**THE TASK**:
Go through the listing below from the line containing "Each instance receives a single keypoint. Tag the rock in" to its last line, retyping each line exactly and nothing else.

**GIVEN RECORDS**:
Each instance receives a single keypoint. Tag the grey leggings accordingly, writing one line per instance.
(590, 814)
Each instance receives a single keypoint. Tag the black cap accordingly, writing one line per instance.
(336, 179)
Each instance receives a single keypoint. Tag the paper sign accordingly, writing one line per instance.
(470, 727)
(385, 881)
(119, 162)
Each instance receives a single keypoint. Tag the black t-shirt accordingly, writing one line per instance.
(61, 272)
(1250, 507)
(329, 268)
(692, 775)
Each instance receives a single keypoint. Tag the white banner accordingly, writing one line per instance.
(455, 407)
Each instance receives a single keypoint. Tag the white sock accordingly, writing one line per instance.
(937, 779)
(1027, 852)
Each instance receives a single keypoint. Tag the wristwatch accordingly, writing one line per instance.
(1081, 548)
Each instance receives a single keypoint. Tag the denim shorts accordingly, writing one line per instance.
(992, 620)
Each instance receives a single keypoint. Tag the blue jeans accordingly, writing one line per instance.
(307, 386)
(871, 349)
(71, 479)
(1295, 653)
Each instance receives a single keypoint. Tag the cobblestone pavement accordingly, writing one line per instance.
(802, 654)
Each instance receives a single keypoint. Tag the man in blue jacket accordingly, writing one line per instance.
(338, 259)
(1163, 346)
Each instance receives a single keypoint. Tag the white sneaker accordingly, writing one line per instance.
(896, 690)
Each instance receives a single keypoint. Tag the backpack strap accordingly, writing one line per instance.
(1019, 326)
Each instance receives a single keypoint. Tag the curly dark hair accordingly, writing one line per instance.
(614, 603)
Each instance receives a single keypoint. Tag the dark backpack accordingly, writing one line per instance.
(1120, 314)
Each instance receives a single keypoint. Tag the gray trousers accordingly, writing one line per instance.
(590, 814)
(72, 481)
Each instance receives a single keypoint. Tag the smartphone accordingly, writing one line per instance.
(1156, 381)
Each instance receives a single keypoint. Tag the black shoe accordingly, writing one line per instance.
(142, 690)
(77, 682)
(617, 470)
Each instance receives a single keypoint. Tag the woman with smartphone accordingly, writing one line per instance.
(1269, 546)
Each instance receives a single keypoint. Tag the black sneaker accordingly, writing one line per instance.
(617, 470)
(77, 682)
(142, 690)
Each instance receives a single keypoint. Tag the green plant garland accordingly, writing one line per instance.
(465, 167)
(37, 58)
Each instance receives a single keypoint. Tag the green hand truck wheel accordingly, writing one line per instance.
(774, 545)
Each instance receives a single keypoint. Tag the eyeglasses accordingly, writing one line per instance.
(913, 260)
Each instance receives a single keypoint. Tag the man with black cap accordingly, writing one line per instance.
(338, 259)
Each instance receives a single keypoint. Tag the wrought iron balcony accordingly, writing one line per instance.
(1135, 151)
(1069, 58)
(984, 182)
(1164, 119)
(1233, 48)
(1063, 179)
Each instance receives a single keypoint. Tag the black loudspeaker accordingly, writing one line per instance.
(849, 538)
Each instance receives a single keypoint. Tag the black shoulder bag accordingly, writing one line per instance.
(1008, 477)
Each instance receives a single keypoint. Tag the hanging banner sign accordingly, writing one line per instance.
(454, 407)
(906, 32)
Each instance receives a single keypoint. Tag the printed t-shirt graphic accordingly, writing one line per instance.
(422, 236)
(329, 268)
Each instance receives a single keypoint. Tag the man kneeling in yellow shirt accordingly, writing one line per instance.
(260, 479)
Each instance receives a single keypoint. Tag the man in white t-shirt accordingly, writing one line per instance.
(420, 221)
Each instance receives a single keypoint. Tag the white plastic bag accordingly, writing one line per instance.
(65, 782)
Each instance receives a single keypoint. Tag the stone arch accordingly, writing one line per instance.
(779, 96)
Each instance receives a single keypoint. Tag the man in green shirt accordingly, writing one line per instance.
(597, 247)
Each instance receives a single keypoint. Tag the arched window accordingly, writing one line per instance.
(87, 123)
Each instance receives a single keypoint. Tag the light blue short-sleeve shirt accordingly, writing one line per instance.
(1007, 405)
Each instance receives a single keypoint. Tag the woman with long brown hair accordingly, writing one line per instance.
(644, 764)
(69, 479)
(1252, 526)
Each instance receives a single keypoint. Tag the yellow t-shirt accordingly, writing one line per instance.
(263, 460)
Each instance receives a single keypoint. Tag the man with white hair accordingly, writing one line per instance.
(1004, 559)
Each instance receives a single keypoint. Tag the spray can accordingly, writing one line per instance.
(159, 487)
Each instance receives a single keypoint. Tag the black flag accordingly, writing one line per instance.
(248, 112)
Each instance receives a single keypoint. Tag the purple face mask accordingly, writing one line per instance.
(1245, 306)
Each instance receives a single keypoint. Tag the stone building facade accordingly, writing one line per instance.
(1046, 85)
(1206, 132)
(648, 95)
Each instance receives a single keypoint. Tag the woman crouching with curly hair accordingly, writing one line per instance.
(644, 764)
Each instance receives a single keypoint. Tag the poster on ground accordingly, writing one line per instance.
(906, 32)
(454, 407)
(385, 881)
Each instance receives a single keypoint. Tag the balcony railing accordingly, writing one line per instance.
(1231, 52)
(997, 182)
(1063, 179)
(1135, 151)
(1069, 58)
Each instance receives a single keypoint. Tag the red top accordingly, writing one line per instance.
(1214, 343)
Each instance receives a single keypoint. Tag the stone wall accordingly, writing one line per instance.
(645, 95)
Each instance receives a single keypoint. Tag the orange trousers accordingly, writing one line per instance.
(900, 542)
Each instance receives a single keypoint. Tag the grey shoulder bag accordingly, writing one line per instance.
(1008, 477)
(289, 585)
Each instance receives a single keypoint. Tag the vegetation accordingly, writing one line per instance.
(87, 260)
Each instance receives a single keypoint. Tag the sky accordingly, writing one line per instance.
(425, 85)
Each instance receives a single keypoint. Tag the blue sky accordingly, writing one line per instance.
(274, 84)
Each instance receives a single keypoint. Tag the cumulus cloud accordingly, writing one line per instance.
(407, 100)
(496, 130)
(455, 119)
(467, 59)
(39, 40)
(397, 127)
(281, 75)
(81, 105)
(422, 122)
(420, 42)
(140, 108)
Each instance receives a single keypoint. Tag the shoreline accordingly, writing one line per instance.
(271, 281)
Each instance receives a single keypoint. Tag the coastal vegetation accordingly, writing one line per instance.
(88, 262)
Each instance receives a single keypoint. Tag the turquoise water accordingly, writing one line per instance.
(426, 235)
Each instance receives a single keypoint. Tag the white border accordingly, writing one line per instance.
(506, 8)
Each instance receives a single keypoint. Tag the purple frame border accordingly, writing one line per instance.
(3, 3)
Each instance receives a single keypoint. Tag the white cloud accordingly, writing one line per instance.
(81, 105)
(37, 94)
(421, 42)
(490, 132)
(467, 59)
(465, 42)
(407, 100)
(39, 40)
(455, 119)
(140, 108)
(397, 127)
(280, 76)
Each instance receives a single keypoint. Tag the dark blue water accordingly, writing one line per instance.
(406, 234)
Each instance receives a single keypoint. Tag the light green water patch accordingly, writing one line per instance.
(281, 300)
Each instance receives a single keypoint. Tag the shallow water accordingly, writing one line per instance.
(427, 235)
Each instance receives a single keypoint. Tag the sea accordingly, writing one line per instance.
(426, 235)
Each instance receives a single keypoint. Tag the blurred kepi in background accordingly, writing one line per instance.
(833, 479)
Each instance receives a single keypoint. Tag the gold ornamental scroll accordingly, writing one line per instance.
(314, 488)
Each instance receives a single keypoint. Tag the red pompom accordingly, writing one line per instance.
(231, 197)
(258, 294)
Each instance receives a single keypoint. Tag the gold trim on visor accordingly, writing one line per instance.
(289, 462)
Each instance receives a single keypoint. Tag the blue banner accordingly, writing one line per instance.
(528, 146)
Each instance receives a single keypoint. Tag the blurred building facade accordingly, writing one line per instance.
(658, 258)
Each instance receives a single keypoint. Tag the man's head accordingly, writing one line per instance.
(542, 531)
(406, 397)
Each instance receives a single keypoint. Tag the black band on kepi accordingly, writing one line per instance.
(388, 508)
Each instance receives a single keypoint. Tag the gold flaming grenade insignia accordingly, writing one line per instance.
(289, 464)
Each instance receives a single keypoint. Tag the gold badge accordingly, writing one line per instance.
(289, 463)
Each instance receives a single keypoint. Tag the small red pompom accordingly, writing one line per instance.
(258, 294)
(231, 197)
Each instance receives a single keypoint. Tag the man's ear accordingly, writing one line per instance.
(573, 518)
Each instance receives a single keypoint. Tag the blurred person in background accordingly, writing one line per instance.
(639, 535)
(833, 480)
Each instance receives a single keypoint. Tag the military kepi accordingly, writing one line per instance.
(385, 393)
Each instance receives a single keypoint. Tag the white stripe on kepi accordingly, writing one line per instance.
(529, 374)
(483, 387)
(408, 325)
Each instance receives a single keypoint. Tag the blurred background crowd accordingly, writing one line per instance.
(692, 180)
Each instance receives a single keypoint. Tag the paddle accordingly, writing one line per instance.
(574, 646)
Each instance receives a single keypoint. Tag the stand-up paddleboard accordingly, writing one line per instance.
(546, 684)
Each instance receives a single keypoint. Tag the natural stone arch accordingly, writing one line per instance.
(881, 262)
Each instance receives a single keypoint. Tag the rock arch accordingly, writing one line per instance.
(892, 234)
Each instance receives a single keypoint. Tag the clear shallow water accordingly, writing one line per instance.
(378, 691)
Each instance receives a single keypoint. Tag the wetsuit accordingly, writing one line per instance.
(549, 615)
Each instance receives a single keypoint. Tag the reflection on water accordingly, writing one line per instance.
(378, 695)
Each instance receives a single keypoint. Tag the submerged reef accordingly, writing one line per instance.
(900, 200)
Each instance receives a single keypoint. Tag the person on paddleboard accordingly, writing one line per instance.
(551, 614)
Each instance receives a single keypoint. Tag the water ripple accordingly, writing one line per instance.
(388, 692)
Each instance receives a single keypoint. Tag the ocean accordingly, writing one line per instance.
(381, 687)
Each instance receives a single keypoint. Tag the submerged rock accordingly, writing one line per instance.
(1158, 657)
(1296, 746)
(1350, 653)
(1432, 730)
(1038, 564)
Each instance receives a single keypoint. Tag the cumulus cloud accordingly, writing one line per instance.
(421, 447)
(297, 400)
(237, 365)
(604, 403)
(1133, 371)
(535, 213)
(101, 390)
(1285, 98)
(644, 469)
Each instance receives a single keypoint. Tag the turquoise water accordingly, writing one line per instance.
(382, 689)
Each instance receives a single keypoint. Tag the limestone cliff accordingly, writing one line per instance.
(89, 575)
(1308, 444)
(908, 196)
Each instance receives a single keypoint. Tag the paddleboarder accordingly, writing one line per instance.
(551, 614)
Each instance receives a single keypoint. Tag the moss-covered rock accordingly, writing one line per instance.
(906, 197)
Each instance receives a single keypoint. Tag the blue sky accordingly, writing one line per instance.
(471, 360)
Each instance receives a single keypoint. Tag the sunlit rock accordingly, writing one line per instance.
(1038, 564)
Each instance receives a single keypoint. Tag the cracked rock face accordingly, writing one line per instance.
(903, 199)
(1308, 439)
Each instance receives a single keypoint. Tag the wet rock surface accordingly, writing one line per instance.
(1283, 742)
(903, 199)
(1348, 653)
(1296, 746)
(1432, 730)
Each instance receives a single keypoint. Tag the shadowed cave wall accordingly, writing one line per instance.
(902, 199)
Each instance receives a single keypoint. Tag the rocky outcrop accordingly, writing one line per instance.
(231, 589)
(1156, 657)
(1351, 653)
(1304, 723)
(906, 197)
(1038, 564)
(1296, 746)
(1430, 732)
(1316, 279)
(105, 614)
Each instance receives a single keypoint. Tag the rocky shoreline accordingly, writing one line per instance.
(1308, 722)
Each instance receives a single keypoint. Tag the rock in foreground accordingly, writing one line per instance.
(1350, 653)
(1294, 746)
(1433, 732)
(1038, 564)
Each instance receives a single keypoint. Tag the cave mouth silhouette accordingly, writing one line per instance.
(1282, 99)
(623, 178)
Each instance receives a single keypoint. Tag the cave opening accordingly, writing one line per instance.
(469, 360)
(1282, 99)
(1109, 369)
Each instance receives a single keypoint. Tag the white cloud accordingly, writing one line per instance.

**WRITTEN ANSWER**:
Each instance receives a single keypoint. Tag the rock in foreground accordingly, writing one line per instance.
(1350, 653)
(1294, 746)
(1433, 732)
(1038, 564)
Each instance receives a single keypoint. Tag the cave mouth silhouette accordingly, writing one line per instance.
(1282, 99)
(623, 178)
Each instance receives a single keypoint. Tag the cave opening accordingly, writing one line per instance.
(469, 360)
(1282, 99)
(1109, 369)
Each instance receives a single keypoint. Tag the white cloud accordingly, writing one line per instance.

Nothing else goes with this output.